▶ What to produce: Count the lines in the rows below that contain the string "slat". Give only the number.

▶ Coordinate annotation records:

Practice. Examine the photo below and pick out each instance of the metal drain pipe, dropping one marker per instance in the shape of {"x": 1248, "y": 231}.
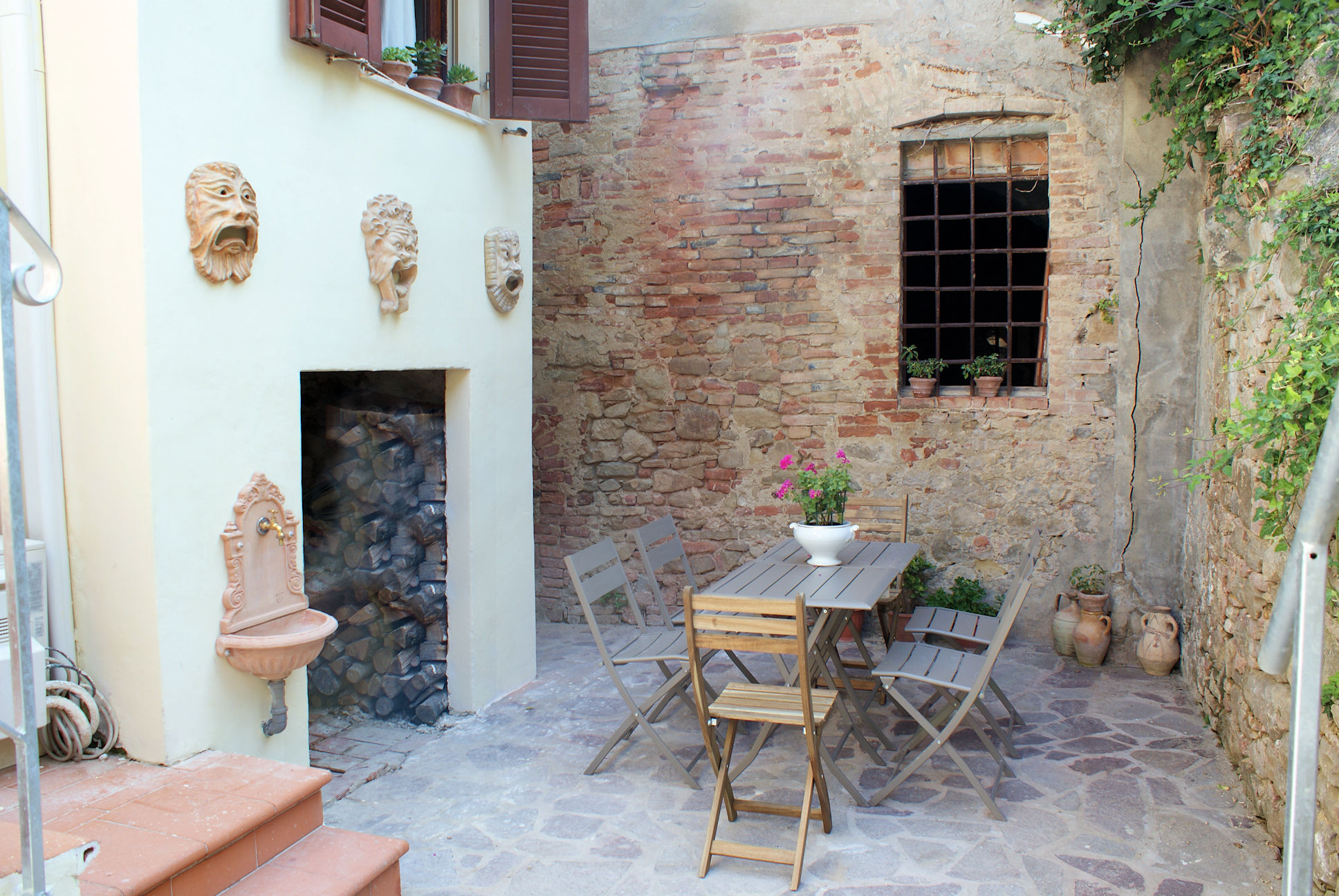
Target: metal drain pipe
{"x": 1297, "y": 630}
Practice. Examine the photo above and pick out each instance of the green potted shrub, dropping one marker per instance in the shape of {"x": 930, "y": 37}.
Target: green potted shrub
{"x": 923, "y": 373}
{"x": 987, "y": 373}
{"x": 457, "y": 90}
{"x": 397, "y": 64}
{"x": 427, "y": 64}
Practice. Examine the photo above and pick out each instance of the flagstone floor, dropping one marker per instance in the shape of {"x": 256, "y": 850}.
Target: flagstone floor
{"x": 1121, "y": 789}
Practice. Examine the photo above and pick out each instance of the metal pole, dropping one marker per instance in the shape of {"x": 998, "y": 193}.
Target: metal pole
{"x": 17, "y": 563}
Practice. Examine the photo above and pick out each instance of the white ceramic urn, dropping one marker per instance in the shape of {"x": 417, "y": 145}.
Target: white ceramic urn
{"x": 822, "y": 543}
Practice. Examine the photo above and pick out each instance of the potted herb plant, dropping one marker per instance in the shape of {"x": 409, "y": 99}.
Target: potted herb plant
{"x": 397, "y": 64}
{"x": 987, "y": 373}
{"x": 1093, "y": 633}
{"x": 822, "y": 496}
{"x": 457, "y": 90}
{"x": 427, "y": 64}
{"x": 923, "y": 373}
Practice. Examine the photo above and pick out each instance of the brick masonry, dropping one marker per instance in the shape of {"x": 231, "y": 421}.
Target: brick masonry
{"x": 718, "y": 286}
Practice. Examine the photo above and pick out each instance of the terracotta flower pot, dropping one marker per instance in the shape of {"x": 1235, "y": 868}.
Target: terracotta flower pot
{"x": 397, "y": 71}
{"x": 426, "y": 85}
{"x": 460, "y": 95}
{"x": 988, "y": 386}
{"x": 923, "y": 387}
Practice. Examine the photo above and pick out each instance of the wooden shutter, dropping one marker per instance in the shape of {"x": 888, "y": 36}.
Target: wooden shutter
{"x": 540, "y": 61}
{"x": 347, "y": 27}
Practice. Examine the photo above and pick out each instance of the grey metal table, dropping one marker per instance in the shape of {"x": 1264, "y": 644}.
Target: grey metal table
{"x": 835, "y": 592}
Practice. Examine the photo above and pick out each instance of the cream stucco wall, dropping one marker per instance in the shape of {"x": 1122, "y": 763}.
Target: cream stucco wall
{"x": 176, "y": 390}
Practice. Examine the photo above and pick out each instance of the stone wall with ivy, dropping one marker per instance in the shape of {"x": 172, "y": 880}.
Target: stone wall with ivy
{"x": 1232, "y": 570}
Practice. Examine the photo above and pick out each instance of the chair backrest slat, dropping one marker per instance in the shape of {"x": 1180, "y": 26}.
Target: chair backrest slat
{"x": 658, "y": 556}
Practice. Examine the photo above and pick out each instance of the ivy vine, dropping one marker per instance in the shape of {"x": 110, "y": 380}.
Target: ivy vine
{"x": 1271, "y": 66}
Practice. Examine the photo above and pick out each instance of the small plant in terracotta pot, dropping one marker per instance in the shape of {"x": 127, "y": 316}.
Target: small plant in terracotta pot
{"x": 457, "y": 90}
{"x": 923, "y": 373}
{"x": 427, "y": 64}
{"x": 987, "y": 373}
{"x": 397, "y": 64}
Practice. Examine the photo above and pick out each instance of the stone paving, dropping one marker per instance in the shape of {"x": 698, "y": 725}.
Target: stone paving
{"x": 1121, "y": 789}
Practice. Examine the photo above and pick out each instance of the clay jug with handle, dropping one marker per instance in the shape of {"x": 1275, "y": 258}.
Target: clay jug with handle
{"x": 1064, "y": 622}
{"x": 1091, "y": 638}
{"x": 1158, "y": 650}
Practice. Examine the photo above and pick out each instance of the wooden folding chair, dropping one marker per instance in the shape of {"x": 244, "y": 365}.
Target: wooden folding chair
{"x": 659, "y": 545}
{"x": 777, "y": 627}
{"x": 885, "y": 519}
{"x": 972, "y": 630}
{"x": 958, "y": 678}
{"x": 595, "y": 572}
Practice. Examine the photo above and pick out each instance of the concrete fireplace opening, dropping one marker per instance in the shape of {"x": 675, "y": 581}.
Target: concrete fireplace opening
{"x": 374, "y": 525}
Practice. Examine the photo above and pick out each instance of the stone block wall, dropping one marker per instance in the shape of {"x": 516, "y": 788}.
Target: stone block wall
{"x": 1232, "y": 571}
{"x": 717, "y": 286}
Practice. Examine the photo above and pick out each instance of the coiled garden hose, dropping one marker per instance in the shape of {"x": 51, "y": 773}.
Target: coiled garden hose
{"x": 81, "y": 724}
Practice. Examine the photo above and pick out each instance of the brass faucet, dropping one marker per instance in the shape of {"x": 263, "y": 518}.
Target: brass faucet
{"x": 270, "y": 525}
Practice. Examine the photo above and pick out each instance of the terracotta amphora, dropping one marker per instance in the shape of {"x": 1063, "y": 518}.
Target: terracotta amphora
{"x": 1091, "y": 638}
{"x": 1158, "y": 650}
{"x": 1064, "y": 623}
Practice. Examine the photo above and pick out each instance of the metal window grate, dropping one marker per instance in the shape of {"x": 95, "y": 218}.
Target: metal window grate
{"x": 975, "y": 254}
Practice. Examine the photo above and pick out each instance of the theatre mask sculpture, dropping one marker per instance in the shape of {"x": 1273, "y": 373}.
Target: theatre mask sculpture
{"x": 502, "y": 274}
{"x": 391, "y": 250}
{"x": 224, "y": 225}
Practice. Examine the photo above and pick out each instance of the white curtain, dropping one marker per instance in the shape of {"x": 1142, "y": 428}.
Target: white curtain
{"x": 398, "y": 23}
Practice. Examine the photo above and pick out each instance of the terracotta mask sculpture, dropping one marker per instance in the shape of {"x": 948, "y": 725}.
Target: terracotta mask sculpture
{"x": 502, "y": 274}
{"x": 224, "y": 225}
{"x": 391, "y": 250}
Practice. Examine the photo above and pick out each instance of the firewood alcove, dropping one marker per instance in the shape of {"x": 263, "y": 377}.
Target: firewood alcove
{"x": 374, "y": 494}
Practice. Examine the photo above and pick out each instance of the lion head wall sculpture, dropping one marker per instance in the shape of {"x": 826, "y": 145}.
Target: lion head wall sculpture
{"x": 502, "y": 274}
{"x": 391, "y": 250}
{"x": 224, "y": 225}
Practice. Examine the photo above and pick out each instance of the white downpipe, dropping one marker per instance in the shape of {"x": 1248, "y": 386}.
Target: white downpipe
{"x": 35, "y": 333}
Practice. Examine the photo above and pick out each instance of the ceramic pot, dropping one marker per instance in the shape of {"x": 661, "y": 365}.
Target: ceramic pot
{"x": 988, "y": 386}
{"x": 397, "y": 71}
{"x": 1064, "y": 622}
{"x": 1091, "y": 638}
{"x": 923, "y": 387}
{"x": 460, "y": 95}
{"x": 426, "y": 85}
{"x": 1158, "y": 650}
{"x": 822, "y": 543}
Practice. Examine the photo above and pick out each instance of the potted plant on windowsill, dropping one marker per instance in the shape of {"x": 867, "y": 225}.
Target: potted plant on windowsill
{"x": 923, "y": 373}
{"x": 822, "y": 496}
{"x": 457, "y": 90}
{"x": 397, "y": 64}
{"x": 427, "y": 64}
{"x": 987, "y": 373}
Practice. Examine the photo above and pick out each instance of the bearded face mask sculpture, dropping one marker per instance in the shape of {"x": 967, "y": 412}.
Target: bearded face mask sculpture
{"x": 391, "y": 250}
{"x": 224, "y": 225}
{"x": 502, "y": 274}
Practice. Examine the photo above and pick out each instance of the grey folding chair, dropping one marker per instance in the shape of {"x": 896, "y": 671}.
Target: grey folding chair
{"x": 659, "y": 545}
{"x": 972, "y": 630}
{"x": 595, "y": 572}
{"x": 958, "y": 678}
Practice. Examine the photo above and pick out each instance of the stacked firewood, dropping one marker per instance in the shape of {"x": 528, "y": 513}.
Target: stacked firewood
{"x": 376, "y": 559}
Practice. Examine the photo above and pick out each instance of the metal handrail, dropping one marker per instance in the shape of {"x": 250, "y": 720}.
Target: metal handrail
{"x": 18, "y": 575}
{"x": 1297, "y": 630}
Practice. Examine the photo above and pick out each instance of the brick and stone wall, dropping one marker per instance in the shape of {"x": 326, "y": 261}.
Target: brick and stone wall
{"x": 1232, "y": 571}
{"x": 717, "y": 286}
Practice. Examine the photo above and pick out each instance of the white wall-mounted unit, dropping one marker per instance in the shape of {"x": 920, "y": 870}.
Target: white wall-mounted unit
{"x": 37, "y": 552}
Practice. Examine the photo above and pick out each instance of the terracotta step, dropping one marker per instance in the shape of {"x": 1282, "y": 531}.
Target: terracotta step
{"x": 329, "y": 861}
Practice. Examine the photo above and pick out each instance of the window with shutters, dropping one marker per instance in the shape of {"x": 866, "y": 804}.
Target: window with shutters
{"x": 540, "y": 61}
{"x": 975, "y": 261}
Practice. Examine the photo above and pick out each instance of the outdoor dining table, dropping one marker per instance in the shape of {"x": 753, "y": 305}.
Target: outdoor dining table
{"x": 865, "y": 574}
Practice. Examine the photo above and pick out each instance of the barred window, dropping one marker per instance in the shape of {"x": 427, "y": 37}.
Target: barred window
{"x": 975, "y": 263}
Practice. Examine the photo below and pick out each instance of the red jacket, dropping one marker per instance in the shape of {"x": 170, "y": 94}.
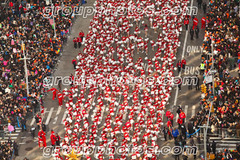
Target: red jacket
{"x": 195, "y": 21}
{"x": 183, "y": 61}
{"x": 79, "y": 39}
{"x": 53, "y": 138}
{"x": 186, "y": 21}
{"x": 81, "y": 34}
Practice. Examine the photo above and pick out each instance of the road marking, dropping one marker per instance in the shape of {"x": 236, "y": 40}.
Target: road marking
{"x": 59, "y": 110}
{"x": 49, "y": 116}
{"x": 184, "y": 47}
{"x": 162, "y": 114}
{"x": 120, "y": 97}
{"x": 22, "y": 143}
{"x": 186, "y": 108}
{"x": 64, "y": 116}
{"x": 55, "y": 120}
{"x": 193, "y": 110}
{"x": 33, "y": 120}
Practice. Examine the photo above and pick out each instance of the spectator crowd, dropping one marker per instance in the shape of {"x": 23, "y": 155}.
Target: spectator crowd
{"x": 22, "y": 22}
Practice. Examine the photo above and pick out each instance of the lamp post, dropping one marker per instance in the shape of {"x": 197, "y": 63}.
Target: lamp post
{"x": 54, "y": 26}
{"x": 206, "y": 127}
{"x": 25, "y": 67}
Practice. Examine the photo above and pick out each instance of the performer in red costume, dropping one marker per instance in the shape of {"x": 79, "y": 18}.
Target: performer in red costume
{"x": 42, "y": 139}
{"x": 54, "y": 90}
{"x": 60, "y": 98}
{"x": 53, "y": 138}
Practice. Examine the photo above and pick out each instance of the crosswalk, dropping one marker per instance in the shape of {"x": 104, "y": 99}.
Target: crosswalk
{"x": 189, "y": 111}
{"x": 13, "y": 135}
{"x": 52, "y": 115}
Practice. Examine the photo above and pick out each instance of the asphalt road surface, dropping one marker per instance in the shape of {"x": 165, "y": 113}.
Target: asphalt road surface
{"x": 188, "y": 99}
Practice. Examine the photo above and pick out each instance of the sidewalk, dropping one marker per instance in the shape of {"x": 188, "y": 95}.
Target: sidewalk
{"x": 29, "y": 147}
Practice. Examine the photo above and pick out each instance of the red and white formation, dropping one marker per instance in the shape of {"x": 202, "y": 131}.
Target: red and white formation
{"x": 112, "y": 36}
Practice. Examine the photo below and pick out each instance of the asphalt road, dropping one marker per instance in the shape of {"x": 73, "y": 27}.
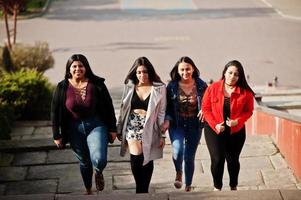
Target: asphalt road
{"x": 113, "y": 33}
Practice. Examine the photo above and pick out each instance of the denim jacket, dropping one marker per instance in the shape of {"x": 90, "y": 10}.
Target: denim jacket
{"x": 172, "y": 113}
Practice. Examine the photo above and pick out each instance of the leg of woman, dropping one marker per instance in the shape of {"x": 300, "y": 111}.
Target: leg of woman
{"x": 98, "y": 146}
{"x": 177, "y": 140}
{"x": 78, "y": 143}
{"x": 216, "y": 150}
{"x": 234, "y": 146}
{"x": 147, "y": 172}
{"x": 136, "y": 167}
{"x": 192, "y": 140}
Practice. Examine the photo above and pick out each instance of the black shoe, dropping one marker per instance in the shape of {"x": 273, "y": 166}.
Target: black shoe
{"x": 99, "y": 181}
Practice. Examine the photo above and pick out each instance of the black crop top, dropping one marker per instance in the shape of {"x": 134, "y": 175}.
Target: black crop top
{"x": 137, "y": 103}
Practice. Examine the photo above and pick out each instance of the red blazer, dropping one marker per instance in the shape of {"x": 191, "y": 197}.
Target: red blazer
{"x": 241, "y": 105}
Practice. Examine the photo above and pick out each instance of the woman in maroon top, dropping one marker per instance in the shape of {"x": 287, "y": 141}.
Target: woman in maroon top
{"x": 227, "y": 104}
{"x": 83, "y": 114}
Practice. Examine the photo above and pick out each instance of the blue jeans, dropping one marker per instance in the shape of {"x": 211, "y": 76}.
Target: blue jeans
{"x": 89, "y": 141}
{"x": 185, "y": 139}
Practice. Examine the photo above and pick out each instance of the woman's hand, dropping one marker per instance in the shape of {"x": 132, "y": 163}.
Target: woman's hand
{"x": 113, "y": 136}
{"x": 231, "y": 122}
{"x": 220, "y": 127}
{"x": 59, "y": 143}
{"x": 162, "y": 142}
{"x": 200, "y": 116}
{"x": 164, "y": 126}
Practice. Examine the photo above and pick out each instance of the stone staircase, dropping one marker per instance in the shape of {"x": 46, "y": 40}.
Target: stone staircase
{"x": 31, "y": 167}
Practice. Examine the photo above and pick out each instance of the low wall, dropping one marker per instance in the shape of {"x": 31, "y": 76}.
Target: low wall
{"x": 284, "y": 128}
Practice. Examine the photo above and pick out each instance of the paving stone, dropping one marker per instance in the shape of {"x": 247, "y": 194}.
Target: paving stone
{"x": 31, "y": 123}
{"x": 12, "y": 173}
{"x": 278, "y": 161}
{"x": 61, "y": 156}
{"x": 16, "y": 137}
{"x": 123, "y": 182}
{"x": 291, "y": 194}
{"x": 2, "y": 189}
{"x": 26, "y": 145}
{"x": 203, "y": 180}
{"x": 258, "y": 139}
{"x": 31, "y": 187}
{"x": 43, "y": 131}
{"x": 71, "y": 183}
{"x": 258, "y": 149}
{"x": 123, "y": 196}
{"x": 259, "y": 162}
{"x": 21, "y": 131}
{"x": 29, "y": 197}
{"x": 6, "y": 159}
{"x": 118, "y": 167}
{"x": 53, "y": 171}
{"x": 279, "y": 179}
{"x": 202, "y": 152}
{"x": 249, "y": 178}
{"x": 163, "y": 175}
{"x": 226, "y": 195}
{"x": 36, "y": 137}
{"x": 30, "y": 158}
{"x": 114, "y": 156}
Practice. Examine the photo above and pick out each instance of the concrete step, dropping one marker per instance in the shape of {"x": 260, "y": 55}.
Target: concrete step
{"x": 223, "y": 195}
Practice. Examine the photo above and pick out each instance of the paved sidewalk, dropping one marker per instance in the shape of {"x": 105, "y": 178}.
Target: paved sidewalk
{"x": 31, "y": 164}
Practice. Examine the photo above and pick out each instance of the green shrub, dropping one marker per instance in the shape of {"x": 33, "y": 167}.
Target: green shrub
{"x": 6, "y": 62}
{"x": 28, "y": 92}
{"x": 6, "y": 119}
{"x": 37, "y": 57}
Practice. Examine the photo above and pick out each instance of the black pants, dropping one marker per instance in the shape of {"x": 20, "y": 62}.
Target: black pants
{"x": 224, "y": 146}
{"x": 142, "y": 174}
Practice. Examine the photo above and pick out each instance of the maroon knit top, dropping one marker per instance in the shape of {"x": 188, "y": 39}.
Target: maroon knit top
{"x": 79, "y": 108}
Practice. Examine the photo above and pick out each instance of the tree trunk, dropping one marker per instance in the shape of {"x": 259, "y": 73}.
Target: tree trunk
{"x": 16, "y": 9}
{"x": 7, "y": 27}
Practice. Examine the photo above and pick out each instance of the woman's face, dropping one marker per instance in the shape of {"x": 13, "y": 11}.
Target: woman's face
{"x": 77, "y": 70}
{"x": 231, "y": 76}
{"x": 185, "y": 71}
{"x": 142, "y": 74}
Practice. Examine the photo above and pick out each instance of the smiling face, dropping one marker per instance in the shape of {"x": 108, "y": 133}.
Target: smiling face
{"x": 185, "y": 71}
{"x": 142, "y": 75}
{"x": 77, "y": 70}
{"x": 231, "y": 76}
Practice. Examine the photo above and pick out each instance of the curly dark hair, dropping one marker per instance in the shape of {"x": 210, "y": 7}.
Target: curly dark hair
{"x": 81, "y": 58}
{"x": 174, "y": 75}
{"x": 142, "y": 61}
{"x": 242, "y": 81}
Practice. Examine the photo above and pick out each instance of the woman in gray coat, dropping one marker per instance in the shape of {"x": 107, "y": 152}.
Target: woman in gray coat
{"x": 141, "y": 116}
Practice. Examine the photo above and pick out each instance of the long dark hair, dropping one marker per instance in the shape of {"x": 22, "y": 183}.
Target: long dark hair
{"x": 152, "y": 75}
{"x": 241, "y": 82}
{"x": 174, "y": 75}
{"x": 79, "y": 57}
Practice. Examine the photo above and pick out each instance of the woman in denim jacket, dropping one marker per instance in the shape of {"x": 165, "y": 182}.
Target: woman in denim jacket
{"x": 82, "y": 114}
{"x": 141, "y": 117}
{"x": 183, "y": 115}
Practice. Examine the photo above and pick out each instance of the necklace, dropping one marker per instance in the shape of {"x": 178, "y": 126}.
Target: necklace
{"x": 80, "y": 88}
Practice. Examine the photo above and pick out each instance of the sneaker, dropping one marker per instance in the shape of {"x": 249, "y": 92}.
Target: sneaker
{"x": 99, "y": 181}
{"x": 233, "y": 188}
{"x": 88, "y": 192}
{"x": 188, "y": 189}
{"x": 178, "y": 180}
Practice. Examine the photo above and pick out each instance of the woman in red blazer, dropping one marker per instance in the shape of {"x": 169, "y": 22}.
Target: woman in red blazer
{"x": 226, "y": 106}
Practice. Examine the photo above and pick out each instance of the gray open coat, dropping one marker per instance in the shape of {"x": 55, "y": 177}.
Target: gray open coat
{"x": 154, "y": 118}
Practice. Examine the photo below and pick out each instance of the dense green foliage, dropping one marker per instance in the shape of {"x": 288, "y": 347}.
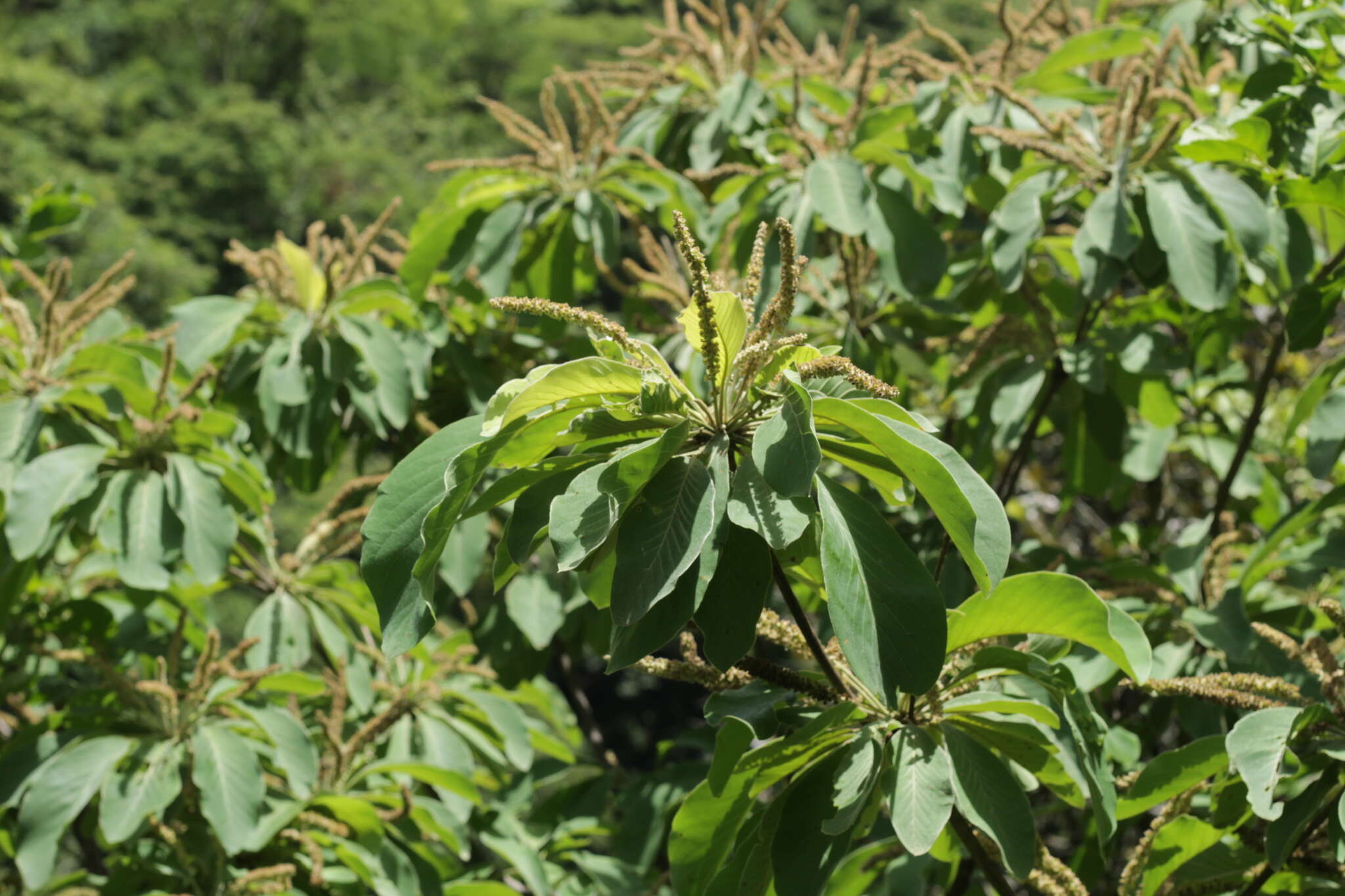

▶ Solution to this task: 2